## Requirement
Copy the material below word for word, starting at the line that contains "Wildlife camera triggered — scan the photo above for clump" and ending at the end of the material.

## Dataset excerpts

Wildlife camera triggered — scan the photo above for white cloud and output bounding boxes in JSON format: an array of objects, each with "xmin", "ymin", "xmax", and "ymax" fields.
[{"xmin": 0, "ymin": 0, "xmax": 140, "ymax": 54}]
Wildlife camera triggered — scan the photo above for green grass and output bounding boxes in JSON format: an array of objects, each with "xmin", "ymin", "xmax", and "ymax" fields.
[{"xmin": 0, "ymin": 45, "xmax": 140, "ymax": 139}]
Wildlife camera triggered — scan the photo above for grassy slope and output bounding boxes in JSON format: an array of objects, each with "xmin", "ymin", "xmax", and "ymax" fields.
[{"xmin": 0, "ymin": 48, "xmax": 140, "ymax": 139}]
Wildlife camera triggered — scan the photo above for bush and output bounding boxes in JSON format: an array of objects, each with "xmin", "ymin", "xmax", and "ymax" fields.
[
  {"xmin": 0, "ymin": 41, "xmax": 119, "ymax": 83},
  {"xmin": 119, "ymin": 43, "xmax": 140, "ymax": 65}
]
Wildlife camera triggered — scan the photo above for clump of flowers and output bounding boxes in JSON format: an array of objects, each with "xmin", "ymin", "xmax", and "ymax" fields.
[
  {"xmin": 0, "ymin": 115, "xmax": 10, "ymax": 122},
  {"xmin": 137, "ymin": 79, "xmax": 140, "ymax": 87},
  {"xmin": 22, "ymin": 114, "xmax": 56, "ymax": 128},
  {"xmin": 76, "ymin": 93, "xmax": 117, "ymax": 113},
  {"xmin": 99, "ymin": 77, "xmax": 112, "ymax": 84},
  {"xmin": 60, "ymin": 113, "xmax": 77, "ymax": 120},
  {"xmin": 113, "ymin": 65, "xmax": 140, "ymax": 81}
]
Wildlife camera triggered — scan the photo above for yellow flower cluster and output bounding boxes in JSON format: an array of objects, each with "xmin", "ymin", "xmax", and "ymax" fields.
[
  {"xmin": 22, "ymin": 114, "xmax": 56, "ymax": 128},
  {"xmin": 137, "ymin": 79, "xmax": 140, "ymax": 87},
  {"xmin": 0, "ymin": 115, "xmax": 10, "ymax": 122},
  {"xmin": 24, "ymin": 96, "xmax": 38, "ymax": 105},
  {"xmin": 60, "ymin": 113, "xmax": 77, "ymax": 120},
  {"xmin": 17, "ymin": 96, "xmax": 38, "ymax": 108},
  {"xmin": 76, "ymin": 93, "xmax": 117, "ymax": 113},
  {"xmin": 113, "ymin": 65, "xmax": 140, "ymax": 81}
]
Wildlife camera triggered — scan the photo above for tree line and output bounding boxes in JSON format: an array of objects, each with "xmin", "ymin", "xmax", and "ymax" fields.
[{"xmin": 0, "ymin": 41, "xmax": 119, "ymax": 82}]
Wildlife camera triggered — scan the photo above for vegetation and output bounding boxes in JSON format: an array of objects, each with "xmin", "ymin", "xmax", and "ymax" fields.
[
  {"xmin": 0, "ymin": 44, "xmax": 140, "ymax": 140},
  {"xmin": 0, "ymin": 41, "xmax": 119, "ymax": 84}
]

## Worked solution
Wildlife camera triggered — scan the photo above for clump of flowers and output bounding boxes in JSON format: an array of objects, each with "xmin", "ymin", "xmax", and "ymax" fields.
[
  {"xmin": 0, "ymin": 115, "xmax": 10, "ymax": 122},
  {"xmin": 137, "ymin": 79, "xmax": 140, "ymax": 87},
  {"xmin": 22, "ymin": 114, "xmax": 56, "ymax": 128},
  {"xmin": 76, "ymin": 93, "xmax": 117, "ymax": 113},
  {"xmin": 99, "ymin": 77, "xmax": 112, "ymax": 84},
  {"xmin": 60, "ymin": 113, "xmax": 77, "ymax": 120},
  {"xmin": 113, "ymin": 65, "xmax": 140, "ymax": 81}
]
Wildlife camera triggered — scan the photo above for yellow flower cluster and output bounding boxes in JSON format: an array of objects, each with "xmin", "ymin", "xmax", and "ymax" fields.
[
  {"xmin": 22, "ymin": 114, "xmax": 56, "ymax": 128},
  {"xmin": 137, "ymin": 79, "xmax": 140, "ymax": 87},
  {"xmin": 0, "ymin": 115, "xmax": 10, "ymax": 122},
  {"xmin": 24, "ymin": 96, "xmax": 38, "ymax": 105},
  {"xmin": 60, "ymin": 113, "xmax": 77, "ymax": 120},
  {"xmin": 17, "ymin": 96, "xmax": 38, "ymax": 108},
  {"xmin": 76, "ymin": 93, "xmax": 117, "ymax": 113},
  {"xmin": 113, "ymin": 65, "xmax": 140, "ymax": 81}
]
Wildlife camera triggered — scan the photo above for tree line and output bounding boxes in JSON format: an array of objects, each with "xmin", "ymin", "xmax", and "ymax" fields.
[{"xmin": 0, "ymin": 41, "xmax": 119, "ymax": 82}]
Wildlife camera triggered — scan the photo above for vegetation and output bounding boxes in JSON format: an array of objects, each with "xmin", "ymin", "xmax", and "ymax" fields.
[
  {"xmin": 0, "ymin": 44, "xmax": 140, "ymax": 140},
  {"xmin": 0, "ymin": 41, "xmax": 119, "ymax": 84}
]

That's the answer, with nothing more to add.